#### [THE TASK]
Within the listing that follows, state how many lines include the word "below"; write only that number.
Segment Open
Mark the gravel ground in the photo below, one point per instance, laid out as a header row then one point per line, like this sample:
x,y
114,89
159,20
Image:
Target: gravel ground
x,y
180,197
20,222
Segment Closed
Segment Open
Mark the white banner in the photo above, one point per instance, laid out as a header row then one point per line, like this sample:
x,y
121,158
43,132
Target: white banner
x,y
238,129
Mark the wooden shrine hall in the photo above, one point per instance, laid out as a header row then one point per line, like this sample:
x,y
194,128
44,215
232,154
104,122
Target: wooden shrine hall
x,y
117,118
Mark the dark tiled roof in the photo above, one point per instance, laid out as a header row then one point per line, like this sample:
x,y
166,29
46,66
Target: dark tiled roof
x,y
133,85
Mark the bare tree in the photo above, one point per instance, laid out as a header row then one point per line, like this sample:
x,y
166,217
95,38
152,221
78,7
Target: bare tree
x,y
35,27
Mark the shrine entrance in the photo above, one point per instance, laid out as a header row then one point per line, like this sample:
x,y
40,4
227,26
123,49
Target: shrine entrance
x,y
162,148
Segment Closed
Segment Open
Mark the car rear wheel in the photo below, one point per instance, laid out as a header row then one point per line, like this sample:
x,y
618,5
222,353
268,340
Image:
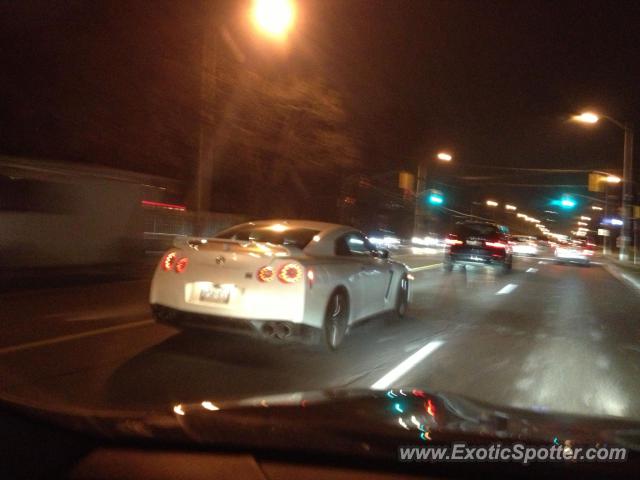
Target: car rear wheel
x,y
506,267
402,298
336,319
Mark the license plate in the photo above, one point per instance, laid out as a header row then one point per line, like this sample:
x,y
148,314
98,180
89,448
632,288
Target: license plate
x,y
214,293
Segment Closed
#### [WRITTEN SOLUTION]
2